*Activity*.
Can you put the lines from the very first one through the line holding "negative clicks: (666, 569)", both included, into a Markdown table with an Index column for the row number and a Text column for the line, leaving out any blank lines?

─── Supplied entries

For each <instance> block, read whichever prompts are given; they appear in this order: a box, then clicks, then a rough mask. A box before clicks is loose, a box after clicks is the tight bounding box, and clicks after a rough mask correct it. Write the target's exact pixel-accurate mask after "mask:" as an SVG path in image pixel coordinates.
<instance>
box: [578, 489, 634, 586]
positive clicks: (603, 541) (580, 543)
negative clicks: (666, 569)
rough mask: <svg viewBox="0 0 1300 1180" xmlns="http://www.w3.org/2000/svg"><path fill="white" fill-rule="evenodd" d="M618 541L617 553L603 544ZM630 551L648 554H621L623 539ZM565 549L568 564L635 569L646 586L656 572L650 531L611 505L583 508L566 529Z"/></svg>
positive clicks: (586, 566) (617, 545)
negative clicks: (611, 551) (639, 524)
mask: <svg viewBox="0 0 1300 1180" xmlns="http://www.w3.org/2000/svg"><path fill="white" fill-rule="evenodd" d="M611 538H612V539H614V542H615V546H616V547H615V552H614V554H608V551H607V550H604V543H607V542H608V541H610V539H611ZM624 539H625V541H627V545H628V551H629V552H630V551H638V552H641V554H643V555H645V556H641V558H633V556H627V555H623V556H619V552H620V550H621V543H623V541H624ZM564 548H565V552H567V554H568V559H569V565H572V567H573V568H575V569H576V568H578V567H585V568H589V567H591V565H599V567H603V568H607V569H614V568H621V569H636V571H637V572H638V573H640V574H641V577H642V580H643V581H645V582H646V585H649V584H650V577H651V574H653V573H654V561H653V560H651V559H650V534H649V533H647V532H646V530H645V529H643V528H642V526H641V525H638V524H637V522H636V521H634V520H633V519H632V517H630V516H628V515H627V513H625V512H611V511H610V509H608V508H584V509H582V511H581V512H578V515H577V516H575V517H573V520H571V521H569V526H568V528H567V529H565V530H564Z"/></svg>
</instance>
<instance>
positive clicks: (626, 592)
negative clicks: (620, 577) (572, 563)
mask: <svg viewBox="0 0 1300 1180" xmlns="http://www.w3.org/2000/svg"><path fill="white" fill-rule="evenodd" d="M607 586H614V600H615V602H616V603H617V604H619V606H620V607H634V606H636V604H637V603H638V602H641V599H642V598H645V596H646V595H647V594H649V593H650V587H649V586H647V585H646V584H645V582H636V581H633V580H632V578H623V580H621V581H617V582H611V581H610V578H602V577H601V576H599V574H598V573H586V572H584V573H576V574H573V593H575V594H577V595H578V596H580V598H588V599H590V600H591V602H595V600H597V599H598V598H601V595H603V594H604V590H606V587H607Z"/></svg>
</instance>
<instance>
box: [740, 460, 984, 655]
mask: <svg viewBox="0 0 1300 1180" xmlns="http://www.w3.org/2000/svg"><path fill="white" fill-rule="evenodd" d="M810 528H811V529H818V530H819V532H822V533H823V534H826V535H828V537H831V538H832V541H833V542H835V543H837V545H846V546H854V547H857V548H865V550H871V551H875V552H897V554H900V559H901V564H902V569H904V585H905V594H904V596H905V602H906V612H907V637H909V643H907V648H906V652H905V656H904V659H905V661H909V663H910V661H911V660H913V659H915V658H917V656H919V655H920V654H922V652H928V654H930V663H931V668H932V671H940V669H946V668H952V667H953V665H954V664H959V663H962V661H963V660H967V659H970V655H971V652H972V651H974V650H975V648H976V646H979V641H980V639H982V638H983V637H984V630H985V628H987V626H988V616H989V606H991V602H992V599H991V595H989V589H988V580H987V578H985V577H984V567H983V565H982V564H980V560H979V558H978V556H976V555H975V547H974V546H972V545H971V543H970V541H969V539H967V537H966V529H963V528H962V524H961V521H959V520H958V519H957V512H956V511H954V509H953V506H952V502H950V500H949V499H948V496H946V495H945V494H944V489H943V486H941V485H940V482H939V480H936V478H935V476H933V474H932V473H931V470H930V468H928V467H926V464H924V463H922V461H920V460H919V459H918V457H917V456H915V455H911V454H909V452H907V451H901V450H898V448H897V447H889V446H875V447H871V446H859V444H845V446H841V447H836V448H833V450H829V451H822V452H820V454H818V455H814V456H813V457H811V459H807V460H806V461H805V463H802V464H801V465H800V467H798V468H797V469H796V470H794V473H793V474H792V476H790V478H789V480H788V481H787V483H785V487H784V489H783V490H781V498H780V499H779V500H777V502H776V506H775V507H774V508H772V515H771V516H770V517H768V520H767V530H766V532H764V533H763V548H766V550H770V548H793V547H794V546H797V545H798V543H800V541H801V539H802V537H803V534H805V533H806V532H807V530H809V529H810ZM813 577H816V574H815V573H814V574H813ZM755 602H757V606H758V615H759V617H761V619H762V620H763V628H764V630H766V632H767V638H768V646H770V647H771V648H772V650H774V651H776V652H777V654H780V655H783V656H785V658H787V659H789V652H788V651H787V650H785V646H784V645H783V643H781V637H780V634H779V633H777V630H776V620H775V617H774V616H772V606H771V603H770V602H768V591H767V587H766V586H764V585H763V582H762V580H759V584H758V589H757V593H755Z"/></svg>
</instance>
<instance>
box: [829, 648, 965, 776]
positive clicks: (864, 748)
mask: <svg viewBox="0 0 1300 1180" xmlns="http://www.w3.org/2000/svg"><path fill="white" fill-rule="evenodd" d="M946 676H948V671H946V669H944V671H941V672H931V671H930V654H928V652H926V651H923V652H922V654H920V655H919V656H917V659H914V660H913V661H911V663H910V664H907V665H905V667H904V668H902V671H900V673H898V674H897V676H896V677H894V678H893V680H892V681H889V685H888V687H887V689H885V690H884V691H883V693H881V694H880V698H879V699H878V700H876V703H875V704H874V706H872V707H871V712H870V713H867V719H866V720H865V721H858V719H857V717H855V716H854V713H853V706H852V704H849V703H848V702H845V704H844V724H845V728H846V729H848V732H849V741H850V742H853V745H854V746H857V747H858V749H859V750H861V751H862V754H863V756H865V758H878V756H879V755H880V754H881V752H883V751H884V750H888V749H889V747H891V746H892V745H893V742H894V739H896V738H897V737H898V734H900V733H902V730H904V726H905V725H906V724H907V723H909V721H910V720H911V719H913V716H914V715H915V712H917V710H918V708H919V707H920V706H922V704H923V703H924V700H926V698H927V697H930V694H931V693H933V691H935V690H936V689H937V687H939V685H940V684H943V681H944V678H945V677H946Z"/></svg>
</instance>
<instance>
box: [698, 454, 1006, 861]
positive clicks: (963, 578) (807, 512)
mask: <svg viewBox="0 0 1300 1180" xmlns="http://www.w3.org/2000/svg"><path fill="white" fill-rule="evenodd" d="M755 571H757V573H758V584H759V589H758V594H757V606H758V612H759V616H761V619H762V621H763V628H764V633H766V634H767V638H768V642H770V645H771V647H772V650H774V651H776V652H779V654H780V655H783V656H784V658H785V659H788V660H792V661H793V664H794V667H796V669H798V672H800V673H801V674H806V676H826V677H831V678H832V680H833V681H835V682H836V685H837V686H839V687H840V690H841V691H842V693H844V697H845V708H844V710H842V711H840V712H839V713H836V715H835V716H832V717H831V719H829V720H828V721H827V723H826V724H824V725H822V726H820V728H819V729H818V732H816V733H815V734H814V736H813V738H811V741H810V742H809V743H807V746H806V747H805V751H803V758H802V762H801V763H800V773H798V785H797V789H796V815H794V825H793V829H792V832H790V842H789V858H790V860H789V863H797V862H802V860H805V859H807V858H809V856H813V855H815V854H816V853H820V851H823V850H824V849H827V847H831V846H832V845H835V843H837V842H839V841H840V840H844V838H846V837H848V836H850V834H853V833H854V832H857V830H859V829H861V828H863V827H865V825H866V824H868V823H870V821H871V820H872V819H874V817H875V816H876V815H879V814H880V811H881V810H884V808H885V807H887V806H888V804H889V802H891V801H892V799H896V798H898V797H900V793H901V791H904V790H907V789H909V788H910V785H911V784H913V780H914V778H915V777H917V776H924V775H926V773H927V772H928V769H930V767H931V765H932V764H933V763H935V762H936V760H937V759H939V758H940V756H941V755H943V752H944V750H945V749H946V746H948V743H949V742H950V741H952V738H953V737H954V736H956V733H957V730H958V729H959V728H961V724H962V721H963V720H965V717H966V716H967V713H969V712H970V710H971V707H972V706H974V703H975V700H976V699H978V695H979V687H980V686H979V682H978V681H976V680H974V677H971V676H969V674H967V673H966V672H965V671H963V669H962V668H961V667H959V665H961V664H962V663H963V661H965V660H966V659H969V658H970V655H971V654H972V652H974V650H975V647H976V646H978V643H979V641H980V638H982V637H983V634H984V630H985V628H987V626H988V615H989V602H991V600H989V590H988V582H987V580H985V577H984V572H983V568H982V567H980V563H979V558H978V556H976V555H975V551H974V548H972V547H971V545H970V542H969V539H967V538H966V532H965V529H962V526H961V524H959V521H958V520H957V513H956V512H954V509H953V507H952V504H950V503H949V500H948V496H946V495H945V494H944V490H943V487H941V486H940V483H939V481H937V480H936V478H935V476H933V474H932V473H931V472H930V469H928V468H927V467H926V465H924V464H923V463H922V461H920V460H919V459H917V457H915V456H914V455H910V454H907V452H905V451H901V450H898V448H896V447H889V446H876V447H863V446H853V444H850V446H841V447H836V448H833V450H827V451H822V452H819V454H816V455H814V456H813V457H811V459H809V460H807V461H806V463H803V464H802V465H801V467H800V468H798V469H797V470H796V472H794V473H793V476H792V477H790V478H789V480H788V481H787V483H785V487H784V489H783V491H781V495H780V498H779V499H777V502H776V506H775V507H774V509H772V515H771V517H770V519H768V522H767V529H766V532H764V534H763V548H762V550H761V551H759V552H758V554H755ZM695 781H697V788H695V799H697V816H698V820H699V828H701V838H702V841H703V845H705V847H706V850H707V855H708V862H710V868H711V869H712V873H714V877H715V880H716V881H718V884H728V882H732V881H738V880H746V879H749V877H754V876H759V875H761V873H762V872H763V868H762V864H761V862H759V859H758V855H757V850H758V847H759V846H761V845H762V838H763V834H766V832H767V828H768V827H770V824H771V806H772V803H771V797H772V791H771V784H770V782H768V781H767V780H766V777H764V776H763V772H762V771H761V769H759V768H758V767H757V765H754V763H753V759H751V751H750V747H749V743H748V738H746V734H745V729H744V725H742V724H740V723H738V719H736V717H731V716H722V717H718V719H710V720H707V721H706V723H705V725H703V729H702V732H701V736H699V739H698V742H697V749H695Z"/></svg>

──────

*Result below*.
| Index | Text |
|---|---|
| 1 | For each <instance> block, read whichever prompts are given; they appear in this order: a box, then clicks, then a rough mask. A box before clicks is loose, a box after clicks is the tight bounding box, and clicks after a rough mask correct it. Write the target's exact pixel-accurate mask after "mask:" as an SVG path in image pixel coordinates. |
| 2 | <instance> |
| 3 | box: [578, 489, 634, 586] |
| 4 | positive clicks: (603, 541) (580, 543) |
| 5 | negative clicks: (666, 569) |